- **Input**
* Begin *

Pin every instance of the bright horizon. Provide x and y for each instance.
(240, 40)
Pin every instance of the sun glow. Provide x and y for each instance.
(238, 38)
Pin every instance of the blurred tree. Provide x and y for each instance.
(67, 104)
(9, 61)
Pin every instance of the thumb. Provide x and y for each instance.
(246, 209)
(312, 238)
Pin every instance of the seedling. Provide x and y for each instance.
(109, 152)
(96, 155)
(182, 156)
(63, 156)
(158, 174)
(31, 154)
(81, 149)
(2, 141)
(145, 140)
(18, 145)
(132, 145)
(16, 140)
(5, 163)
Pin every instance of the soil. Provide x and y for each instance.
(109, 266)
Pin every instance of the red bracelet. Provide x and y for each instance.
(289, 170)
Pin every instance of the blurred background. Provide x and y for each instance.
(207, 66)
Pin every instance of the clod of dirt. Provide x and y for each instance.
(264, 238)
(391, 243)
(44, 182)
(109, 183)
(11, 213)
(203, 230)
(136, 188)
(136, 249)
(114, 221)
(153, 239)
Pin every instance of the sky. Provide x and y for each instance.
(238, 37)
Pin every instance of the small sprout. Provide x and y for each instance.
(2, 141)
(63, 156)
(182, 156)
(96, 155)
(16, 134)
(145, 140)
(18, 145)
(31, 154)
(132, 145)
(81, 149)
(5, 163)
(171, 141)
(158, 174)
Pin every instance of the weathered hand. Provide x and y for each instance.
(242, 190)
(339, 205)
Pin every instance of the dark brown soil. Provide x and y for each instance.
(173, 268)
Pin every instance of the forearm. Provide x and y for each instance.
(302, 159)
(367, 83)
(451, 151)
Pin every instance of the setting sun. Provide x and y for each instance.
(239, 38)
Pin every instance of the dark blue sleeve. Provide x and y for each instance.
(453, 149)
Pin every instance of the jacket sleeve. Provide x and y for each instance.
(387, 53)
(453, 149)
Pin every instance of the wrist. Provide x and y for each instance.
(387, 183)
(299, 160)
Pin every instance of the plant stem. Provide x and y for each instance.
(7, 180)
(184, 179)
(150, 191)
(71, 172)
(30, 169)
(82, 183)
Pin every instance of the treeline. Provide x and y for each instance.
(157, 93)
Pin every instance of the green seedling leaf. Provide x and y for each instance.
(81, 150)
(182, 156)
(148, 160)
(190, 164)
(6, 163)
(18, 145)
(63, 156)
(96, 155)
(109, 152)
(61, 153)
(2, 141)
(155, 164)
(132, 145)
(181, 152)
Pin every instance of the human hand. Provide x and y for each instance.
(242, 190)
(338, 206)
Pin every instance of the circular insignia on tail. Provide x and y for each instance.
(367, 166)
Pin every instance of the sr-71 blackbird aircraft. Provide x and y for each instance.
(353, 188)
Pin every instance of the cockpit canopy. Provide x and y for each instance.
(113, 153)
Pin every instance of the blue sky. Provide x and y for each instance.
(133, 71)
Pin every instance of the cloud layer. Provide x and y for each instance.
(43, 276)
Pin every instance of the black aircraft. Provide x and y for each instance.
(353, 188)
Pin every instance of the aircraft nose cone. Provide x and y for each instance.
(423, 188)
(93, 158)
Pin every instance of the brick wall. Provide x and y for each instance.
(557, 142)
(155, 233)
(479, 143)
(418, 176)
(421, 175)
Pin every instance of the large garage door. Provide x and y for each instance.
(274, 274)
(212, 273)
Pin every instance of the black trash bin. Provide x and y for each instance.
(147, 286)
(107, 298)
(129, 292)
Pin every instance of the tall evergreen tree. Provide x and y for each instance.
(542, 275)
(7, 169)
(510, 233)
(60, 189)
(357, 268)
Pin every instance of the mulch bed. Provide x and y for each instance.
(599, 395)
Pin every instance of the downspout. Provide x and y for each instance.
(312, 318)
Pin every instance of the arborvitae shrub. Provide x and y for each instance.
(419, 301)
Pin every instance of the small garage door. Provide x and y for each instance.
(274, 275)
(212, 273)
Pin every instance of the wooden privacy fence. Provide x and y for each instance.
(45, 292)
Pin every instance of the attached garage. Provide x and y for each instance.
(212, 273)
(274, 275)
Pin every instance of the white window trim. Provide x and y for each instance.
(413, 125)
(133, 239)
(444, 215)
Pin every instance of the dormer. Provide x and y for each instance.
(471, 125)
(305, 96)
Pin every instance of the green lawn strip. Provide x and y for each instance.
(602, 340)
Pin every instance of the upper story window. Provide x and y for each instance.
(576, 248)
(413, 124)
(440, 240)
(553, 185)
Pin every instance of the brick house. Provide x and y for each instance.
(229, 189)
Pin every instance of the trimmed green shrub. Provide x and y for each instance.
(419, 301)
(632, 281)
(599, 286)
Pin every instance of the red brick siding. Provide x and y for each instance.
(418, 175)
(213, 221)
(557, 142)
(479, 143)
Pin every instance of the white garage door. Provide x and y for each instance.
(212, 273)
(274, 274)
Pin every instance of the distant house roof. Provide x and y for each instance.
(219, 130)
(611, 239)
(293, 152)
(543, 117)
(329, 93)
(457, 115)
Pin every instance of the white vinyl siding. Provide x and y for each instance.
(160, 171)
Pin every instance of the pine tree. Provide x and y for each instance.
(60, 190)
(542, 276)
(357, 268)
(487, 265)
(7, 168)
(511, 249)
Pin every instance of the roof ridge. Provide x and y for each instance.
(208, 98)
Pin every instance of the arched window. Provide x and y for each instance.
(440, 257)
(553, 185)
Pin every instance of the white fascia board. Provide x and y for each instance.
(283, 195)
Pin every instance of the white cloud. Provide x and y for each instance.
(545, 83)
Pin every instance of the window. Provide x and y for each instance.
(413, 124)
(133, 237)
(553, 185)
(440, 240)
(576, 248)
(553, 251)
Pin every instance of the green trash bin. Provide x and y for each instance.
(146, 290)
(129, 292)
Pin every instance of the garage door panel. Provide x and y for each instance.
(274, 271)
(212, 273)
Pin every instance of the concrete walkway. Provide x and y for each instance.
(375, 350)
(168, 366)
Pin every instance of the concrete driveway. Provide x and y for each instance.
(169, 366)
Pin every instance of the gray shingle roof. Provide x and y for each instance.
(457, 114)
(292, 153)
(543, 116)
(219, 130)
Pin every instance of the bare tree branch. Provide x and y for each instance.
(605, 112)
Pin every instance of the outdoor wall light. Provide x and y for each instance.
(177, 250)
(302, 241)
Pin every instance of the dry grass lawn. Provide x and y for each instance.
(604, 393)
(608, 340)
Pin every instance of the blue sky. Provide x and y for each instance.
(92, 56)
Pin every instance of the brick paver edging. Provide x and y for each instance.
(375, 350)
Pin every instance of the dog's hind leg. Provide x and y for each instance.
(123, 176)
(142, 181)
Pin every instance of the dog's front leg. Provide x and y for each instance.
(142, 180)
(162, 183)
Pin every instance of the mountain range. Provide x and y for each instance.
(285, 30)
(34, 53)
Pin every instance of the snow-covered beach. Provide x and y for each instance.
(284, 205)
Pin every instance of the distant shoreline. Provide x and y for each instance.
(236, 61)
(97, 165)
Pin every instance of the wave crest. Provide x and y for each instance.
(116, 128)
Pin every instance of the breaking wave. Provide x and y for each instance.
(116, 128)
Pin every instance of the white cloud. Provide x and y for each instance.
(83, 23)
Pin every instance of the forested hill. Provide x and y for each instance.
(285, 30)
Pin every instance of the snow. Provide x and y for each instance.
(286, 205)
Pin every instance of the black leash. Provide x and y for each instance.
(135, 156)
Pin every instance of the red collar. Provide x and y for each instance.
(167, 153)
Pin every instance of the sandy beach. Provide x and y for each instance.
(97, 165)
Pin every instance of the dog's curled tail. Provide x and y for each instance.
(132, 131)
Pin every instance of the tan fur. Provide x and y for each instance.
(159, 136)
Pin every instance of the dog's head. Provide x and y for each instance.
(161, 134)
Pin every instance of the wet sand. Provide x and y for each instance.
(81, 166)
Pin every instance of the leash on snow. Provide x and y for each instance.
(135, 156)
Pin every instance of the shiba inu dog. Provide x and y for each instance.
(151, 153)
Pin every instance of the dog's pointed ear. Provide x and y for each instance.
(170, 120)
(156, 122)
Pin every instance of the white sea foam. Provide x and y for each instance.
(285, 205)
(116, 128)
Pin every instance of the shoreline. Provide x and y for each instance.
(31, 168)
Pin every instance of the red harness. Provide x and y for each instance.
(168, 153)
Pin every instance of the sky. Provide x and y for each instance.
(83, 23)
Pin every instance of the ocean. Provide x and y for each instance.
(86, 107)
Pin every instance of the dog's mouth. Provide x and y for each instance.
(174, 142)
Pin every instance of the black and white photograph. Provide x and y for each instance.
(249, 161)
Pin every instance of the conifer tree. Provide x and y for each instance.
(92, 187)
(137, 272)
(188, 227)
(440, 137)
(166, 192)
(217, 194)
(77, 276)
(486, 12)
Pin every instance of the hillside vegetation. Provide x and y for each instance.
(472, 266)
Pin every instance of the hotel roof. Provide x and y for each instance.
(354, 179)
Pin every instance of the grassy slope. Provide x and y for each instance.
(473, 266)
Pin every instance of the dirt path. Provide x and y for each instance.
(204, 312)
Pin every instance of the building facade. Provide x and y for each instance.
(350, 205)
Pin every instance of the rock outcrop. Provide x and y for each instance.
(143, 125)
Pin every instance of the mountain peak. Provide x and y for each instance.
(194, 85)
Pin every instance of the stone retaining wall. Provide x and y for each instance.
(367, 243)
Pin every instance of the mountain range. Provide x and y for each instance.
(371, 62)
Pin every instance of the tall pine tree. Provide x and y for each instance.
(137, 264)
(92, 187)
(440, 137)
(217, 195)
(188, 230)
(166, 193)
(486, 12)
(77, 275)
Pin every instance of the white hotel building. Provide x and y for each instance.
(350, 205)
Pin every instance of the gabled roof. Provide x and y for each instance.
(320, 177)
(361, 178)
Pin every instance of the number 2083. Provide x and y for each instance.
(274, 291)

* End *

- **Work to be completed**
Repeat exactly the lines starting at the line with "Pin every instance of the rock" and ending with the final line of the entries. Include nothing else.

- **Response**
Pin every instance of the rock outcrop. Provide x and y for each instance.
(143, 125)
Pin every instance of the mountain peak. Provide x and y for each instance.
(194, 85)
Pin every instance of the stone retaining wall. Provide x and y for each instance.
(367, 243)
Pin every instance of the mountain range. Provide x and y for each instance.
(371, 62)
Pin every instance of the tall pine tree. Provide x and y for each instance.
(137, 264)
(92, 187)
(440, 137)
(217, 195)
(188, 230)
(166, 193)
(486, 12)
(77, 275)
Pin every instance of the white hotel building. Provide x and y for each instance.
(350, 205)
Pin every instance of the gabled roof. Provide x and y for each instance.
(320, 177)
(361, 178)
Pin every instance of the number 2083. Provide x and y for each instance.
(274, 291)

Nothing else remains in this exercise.